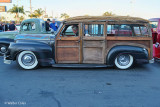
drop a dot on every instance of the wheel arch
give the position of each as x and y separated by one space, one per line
136 51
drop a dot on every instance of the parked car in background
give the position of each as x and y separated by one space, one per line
90 41
155 23
36 27
18 26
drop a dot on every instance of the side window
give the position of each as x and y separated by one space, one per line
144 31
125 30
71 30
94 30
119 30
112 30
137 31
28 27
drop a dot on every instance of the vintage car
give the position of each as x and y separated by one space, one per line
88 41
29 26
155 24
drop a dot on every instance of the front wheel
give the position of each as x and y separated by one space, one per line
3 49
27 60
124 61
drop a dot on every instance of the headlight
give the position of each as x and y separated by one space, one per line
157 45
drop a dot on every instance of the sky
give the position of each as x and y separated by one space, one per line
138 8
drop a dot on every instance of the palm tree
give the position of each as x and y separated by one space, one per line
2 18
108 14
21 18
64 16
15 10
39 12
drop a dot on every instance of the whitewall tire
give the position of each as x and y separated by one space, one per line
27 60
124 61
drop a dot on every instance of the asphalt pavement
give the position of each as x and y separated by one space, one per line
61 87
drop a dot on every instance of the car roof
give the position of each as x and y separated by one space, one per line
106 18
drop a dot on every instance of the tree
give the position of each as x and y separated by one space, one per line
15 10
108 14
2 18
21 18
64 16
37 13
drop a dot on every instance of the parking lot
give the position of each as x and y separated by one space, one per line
60 87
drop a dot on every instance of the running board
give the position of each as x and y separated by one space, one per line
80 65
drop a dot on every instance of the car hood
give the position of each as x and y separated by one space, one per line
34 37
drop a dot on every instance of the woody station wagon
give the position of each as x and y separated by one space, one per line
90 41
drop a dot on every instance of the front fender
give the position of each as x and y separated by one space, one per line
41 50
136 52
6 41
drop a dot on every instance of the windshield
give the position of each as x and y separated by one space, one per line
154 24
59 28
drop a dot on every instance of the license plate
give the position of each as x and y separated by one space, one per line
7 61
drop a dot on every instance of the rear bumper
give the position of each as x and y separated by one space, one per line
145 61
7 60
152 61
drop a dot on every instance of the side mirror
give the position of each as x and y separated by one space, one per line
52 32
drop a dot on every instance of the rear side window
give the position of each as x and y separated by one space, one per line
137 31
112 30
93 30
144 31
28 27
119 30
125 30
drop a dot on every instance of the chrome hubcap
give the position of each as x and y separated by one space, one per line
123 60
28 59
3 49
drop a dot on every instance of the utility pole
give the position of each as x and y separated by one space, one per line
30 6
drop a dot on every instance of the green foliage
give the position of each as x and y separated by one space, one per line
64 16
15 9
37 13
108 14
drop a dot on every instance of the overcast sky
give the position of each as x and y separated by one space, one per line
140 8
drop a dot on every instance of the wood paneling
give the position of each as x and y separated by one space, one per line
93 51
68 54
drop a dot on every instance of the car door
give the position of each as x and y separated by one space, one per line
94 43
68 45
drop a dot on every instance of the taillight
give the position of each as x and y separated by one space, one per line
154 29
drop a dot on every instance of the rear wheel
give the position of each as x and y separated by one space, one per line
3 49
124 61
27 60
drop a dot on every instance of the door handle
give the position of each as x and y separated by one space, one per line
102 41
59 38
77 41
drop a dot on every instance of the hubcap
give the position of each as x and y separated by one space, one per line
3 49
123 60
28 59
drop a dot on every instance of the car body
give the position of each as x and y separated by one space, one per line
94 41
155 23
24 30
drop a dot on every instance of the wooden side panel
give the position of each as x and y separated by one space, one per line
93 51
67 51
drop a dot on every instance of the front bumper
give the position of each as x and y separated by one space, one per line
151 61
7 60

**WHAT TO WORK ON**. Render the lines from the one containing "drop a dot on every instance of the car body" through the last line above as a two-column CSV with the headers text and answer. Make one row for each item, with its wording under text and its points under answer, and put each value in a quoted field with line breaks turned into spaces.

**RESPONSE TO THE EXERCISE**.
text,answer
"drop a dot on every instance of the car body give the position of each as x and y separated by one space, one per line","94 41 155 23 24 30"
"drop a dot on every instance of the wooden side panel give the position of each as x and y separated by one space, one per line","93 51 67 51"
"drop a dot on every instance of the front bumper give the position of each as x and y separated by one space, one per line","151 61 7 60"